- _AUFGABENSTELLUNG A_
In welchem Jahr hat Rudi Gehrig laut dem Text über den Mannheimer Jungbusch das Sportstudio Jungbusch gegründet?

- _TEXTABSCHNITT_
Zwischen Baklava und Sterneküche

Gut essen und shoppen – das gehört in der traditionsreichen Hafenstadt Mannheim zusammen

Mannheim vereint auf kleinstem Raum Hafenflair, Industrieromantik, Multikulti und Edelmeile. Besonders spannend sind der Jungbusch und Little Istanbul.

MANNHEIM Der Weg zur Muckibude führt durch einen Hinterhof in der Böckstraße. „Onaschd wie wo onaschda“ („anders wie woanders“) prangt auf einem Schild über dem Eingang. Rudi Gehrig, 72, breite Schultern, nach hinten gegeltes Haar, empfängt grundentspannt hinter dem Tresen und erzählt, wie er 1980 das Sportstudio Jungbusch als erstes „Kraftsportstudio“ Mannheims gründete. Damals war das Quartier Rotlichtmilieu und Drogenumschlagplatz. Sein Studio dagegen sei immer ein Ort gewesen, wo „jeder jeden machen lässt“, erklärt der gebürtige Mannheimer. Freundlichkeit und Respekt lautet die Devise – wer sich nicht daran hält, muss gehen.

Sein Sportpublikum ist vorwiegend männlich, international, teils harte Jungs mit Goldkettchen, teils mit Hang zu Anabolika, gut zu erkennen an der unreinen Haut. Von Mittelchen dieser Art rät der erfahrene Bodybuilder allerdings ab, obwohl er in jungen Jahren selbst ein „wilder Hund“ gewesen sei. Wenn jemand Neues kommt, lautet seine erste Frage stets: „Wilsch du Strandläufer wärre (um die Frauen zu beeindrucken) oder uff Wettkämpf?“ Gehrig und die Muckibude sind inzwischen Kult und über den Jungbusch hinaus bekannt.

Der Jungbusch mit etwa 5000 Einwohnern liegt eingeklemmt zwischen Neckar, dem vierspurigen Luisenring und dem seit 1869 existierenden Verbindungskanal zwischen Neckar und Rhein. Hier finden nur Leute her, die hierherwollen. Der Name Jungbusch stammt aus der Zeit, als das Gebiet regelmäßig von beiden Flüssen überschwemmt wurde. Die darauf wachsenden Bäumchen und Sträucher wurden nie alt, weil die nächste Flut die jungen Büsche ertränkte. Auch der Pestbuckel befand sich hier: Im 17. Jahrhundert hat man Tausende Opfer der Seuche im Gebiet des heutigen Jungbuschs begraben. Was viele nicht ­wissen: Der Kiez mit hohem Migrations- und Arbeiteranteil war vor 100 Jahren aufgrund seiner Nähe zum Hafen das Wohnviertel wohlhabender Reeder, Kapitäne und ­Kaufleute, das lässt sich an den teils prächtigen Klinkerbauten noch sehen.

- _ROHDATENSÄTZE_
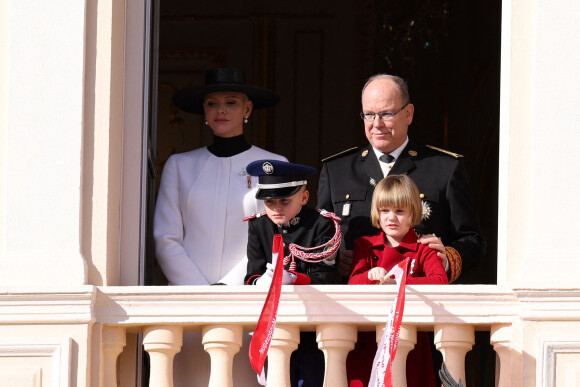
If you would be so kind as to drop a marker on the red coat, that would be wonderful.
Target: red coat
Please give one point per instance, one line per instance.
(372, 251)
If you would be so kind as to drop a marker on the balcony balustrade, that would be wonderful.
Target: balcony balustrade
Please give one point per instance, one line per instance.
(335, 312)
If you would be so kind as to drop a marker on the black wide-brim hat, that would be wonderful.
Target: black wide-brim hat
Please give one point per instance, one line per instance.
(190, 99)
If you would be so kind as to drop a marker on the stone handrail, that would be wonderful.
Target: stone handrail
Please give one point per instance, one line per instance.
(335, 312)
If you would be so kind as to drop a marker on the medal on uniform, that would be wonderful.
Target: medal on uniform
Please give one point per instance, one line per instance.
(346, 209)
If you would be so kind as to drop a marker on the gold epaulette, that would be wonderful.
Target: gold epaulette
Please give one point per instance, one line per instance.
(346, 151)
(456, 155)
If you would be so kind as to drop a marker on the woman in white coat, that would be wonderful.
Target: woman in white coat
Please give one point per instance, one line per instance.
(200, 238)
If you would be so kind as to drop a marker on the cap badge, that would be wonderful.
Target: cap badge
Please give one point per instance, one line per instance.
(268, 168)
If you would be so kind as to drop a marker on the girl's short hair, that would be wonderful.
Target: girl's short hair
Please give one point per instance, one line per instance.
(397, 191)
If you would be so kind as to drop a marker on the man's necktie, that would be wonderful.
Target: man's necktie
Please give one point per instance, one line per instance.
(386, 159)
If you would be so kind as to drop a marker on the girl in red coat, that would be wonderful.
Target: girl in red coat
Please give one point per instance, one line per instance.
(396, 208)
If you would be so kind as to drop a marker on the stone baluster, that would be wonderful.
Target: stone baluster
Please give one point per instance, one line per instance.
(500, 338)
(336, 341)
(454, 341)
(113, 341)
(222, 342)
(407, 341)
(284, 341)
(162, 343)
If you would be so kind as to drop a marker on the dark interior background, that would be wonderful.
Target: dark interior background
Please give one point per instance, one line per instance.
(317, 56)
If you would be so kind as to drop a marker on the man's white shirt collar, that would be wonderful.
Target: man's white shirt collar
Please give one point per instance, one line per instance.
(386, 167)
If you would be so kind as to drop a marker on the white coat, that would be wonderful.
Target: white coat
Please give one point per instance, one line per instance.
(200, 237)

- _AUFGABENSTELLUNG B_
Gib bitte den Abschnitt der Datensätze von der Zeile mit „in red coat, that would be wonderful.“ bis zum Ende der Datensätze erneut aus und ersetze darin „stone baluster“ durch „stone pillar“. Alles andere bleibt unverändert.

- _AUFGABENERGEBNIS A_
1980

- _AUFGABENERGEBNIS B_
If you would be so kind as to drop a marker on the girl in red coat, that would be wonderful.
Target: girl in red coat
Please give one point per instance, one line per instance.
(396, 208)
If you would be so kind as to drop a marker on the stone pillar, that would be wonderful.
Target: stone pillar
Please give one point per instance, one line per instance.
(500, 338)
(336, 341)
(454, 341)
(113, 341)
(222, 342)
(407, 341)
(284, 341)
(162, 343)
If you would be so kind as to drop a marker on the dark interior background, that would be wonderful.
Target: dark interior background
Please give one point per instance, one line per instance.
(317, 56)
If you would be so kind as to drop a marker on the man's white shirt collar, that would be wonderful.
Target: man's white shirt collar
Please give one point per instance, one line per instance.
(386, 167)
If you would be so kind as to drop a marker on the white coat, that would be wonderful.
Target: white coat
Please give one point per instance, one line per instance.
(200, 237)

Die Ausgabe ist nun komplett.